Coordinate notes
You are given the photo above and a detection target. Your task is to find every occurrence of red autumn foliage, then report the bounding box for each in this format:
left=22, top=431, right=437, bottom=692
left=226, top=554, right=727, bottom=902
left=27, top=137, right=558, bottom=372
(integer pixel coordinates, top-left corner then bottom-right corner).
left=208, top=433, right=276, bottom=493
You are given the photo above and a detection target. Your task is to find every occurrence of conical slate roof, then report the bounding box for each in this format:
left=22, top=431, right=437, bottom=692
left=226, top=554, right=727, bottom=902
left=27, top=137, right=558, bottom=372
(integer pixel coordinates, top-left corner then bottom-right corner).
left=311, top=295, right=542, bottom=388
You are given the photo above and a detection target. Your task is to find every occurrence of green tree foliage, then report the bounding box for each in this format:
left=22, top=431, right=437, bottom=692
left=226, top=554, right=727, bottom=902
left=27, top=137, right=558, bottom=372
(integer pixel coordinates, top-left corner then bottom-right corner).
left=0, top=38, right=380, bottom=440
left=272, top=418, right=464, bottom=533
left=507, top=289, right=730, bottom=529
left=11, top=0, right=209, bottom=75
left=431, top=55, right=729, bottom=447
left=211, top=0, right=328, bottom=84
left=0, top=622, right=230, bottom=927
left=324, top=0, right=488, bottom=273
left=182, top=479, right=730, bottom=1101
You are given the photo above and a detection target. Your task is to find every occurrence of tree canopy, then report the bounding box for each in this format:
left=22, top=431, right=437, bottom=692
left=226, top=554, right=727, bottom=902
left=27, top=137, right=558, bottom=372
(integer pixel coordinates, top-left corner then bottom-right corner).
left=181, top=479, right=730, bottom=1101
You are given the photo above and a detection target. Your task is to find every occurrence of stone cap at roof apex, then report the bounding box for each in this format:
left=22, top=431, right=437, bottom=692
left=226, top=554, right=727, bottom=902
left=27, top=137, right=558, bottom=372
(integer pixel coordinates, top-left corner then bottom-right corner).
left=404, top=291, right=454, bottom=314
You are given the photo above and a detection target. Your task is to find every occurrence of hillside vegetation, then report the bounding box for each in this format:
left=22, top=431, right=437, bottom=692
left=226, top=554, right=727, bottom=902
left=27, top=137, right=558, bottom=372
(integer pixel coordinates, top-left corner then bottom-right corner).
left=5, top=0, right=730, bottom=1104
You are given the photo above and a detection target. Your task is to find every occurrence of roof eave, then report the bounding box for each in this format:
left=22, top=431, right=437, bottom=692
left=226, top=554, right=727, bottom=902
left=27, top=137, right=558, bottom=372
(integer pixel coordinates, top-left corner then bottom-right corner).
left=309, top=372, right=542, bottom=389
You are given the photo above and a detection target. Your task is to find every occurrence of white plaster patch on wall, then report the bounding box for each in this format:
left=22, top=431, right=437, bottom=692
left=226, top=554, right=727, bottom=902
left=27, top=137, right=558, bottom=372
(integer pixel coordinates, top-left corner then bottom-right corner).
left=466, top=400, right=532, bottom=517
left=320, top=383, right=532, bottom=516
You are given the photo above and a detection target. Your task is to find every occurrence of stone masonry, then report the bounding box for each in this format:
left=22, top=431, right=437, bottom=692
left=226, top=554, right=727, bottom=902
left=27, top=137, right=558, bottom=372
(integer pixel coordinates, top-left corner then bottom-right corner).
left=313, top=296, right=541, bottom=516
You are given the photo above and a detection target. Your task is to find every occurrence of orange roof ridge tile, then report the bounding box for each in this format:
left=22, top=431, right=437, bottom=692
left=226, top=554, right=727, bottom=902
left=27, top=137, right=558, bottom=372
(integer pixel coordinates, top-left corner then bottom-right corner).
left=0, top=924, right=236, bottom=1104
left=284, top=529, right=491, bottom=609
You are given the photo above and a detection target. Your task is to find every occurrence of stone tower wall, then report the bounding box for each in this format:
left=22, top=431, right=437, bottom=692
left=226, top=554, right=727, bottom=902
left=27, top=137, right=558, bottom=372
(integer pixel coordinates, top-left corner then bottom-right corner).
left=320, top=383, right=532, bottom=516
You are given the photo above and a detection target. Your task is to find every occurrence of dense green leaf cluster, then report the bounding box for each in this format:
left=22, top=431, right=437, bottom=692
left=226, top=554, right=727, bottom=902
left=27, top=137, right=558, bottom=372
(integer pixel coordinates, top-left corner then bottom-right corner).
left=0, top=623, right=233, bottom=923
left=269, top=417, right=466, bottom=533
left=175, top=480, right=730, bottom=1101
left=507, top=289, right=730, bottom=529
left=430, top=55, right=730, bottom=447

#### Exercise directions
Copy all of the data, swapping each "integer pixel coordinates" for "whole-number pixel coordinates" and leaving everything else unchanged.

#### Correct output
You are given the photo above and a detection target. Your task is to find every occurrence of red autumn foliage, then report the bounding box for each in this format:
left=22, top=431, right=437, bottom=692
left=226, top=554, right=727, bottom=902
left=27, top=137, right=558, bottom=372
(whole-number pixel coordinates, top-left corner then bottom-right corner).
left=208, top=433, right=276, bottom=493
You are given the photo above and a detection target. Your task is to find every occurrence of conical slate roof, then report the bounding box for each in this format:
left=22, top=431, right=437, bottom=692
left=226, top=554, right=727, bottom=902
left=27, top=137, right=558, bottom=372
(whole-number pixel coordinates, top-left corner then bottom-right corner).
left=311, top=295, right=542, bottom=388
You are given the photo above and a detection target. Your task is to find every occurrence of green tree foliage, then report the bounding box for each in this format:
left=22, top=431, right=437, bottom=692
left=226, top=554, right=727, bottom=902
left=27, top=137, right=558, bottom=372
(whole-number pixel coordinates, top-left corner then bottom-right corner).
left=0, top=38, right=380, bottom=440
left=272, top=418, right=464, bottom=533
left=507, top=289, right=730, bottom=529
left=11, top=0, right=209, bottom=75
left=431, top=55, right=729, bottom=447
left=211, top=0, right=328, bottom=84
left=0, top=622, right=230, bottom=927
left=324, top=0, right=488, bottom=273
left=182, top=479, right=730, bottom=1101
You are given the photo above and a detection target. Your task is to find every occurrence of tree canopy, then report the bounding box for each in this format:
left=22, top=431, right=437, bottom=692
left=226, top=554, right=727, bottom=902
left=27, top=137, right=558, bottom=372
(whole-number pixel coordinates, top-left corner then bottom-right corner).
left=181, top=479, right=730, bottom=1101
You are given the photo above and a detection target. Your task is to find every occurrence of stone cap at roof apex, then report the bounding box for each in this format:
left=22, top=431, right=437, bottom=692
left=226, top=554, right=727, bottom=902
left=27, top=137, right=558, bottom=372
(whole-number pixel coordinates, top-left corner then bottom-right corner).
left=404, top=291, right=454, bottom=314
You are given the photo above and a detection target. Your task is to find every occurrence of hillside vegetation, then report the bounding box for each in this format:
left=22, top=431, right=437, bottom=692
left=226, top=554, right=727, bottom=902
left=27, top=137, right=558, bottom=372
(whole-number pixel coordinates, top-left corner then bottom-right corner).
left=5, top=0, right=730, bottom=1104
You are given the photo above and a detection target. Your task is to find every occurrence of roof eave, then report the bounding box for each in this format:
left=22, top=431, right=437, bottom=692
left=226, top=554, right=727, bottom=902
left=27, top=137, right=558, bottom=372
(whole-number pixel coordinates, top-left corner then bottom-right corner).
left=309, top=372, right=542, bottom=389
You are given the photo above and a detection target. Your task is to find every occurrence of white plaster patch on wall, then report the bounding box for each in this format:
left=22, top=431, right=437, bottom=692
left=226, top=554, right=727, bottom=902
left=27, top=137, right=558, bottom=372
(whole-number pixel coordinates, top-left corner then bottom-right corner).
left=466, top=400, right=532, bottom=517
left=320, top=383, right=532, bottom=516
You are given the photo above and a detection target. Your task is to find every occurrence of stone masonry, then report the bounding box for each in this format:
left=22, top=431, right=437, bottom=692
left=226, top=554, right=727, bottom=902
left=27, top=137, right=558, bottom=372
(whole-number pixel coordinates, top-left corner then bottom-right corner).
left=313, top=296, right=541, bottom=516
You are given the photo above and a detection target. Your task is to find every occurrence of orange roof ridge tile, then report the bounding box for each in this format:
left=22, top=431, right=437, bottom=692
left=226, top=554, right=727, bottom=902
left=27, top=137, right=558, bottom=372
(whole-number pixel coordinates, top-left corner then bottom-right corner).
left=0, top=924, right=236, bottom=1104
left=284, top=529, right=491, bottom=609
You are given the photo above and a detection target. Your task is to find every occurrence of stone tower wall, then report the bounding box for each in this format:
left=22, top=431, right=437, bottom=692
left=226, top=554, right=727, bottom=902
left=27, top=137, right=558, bottom=372
(whole-number pixel coordinates, top-left corner then bottom-right corner).
left=320, top=383, right=532, bottom=516
You are given the photo above and a detection target. Your task is to find every occurrence of dense green leaf cluster, then report the bounding box for each in this format:
left=22, top=431, right=437, bottom=692
left=226, top=554, right=727, bottom=902
left=27, top=137, right=558, bottom=372
(whole-number pixel coordinates, top-left corner then bottom-right corner).
left=0, top=623, right=233, bottom=923
left=269, top=417, right=466, bottom=533
left=175, top=480, right=730, bottom=1101
left=507, top=289, right=730, bottom=529
left=430, top=55, right=730, bottom=447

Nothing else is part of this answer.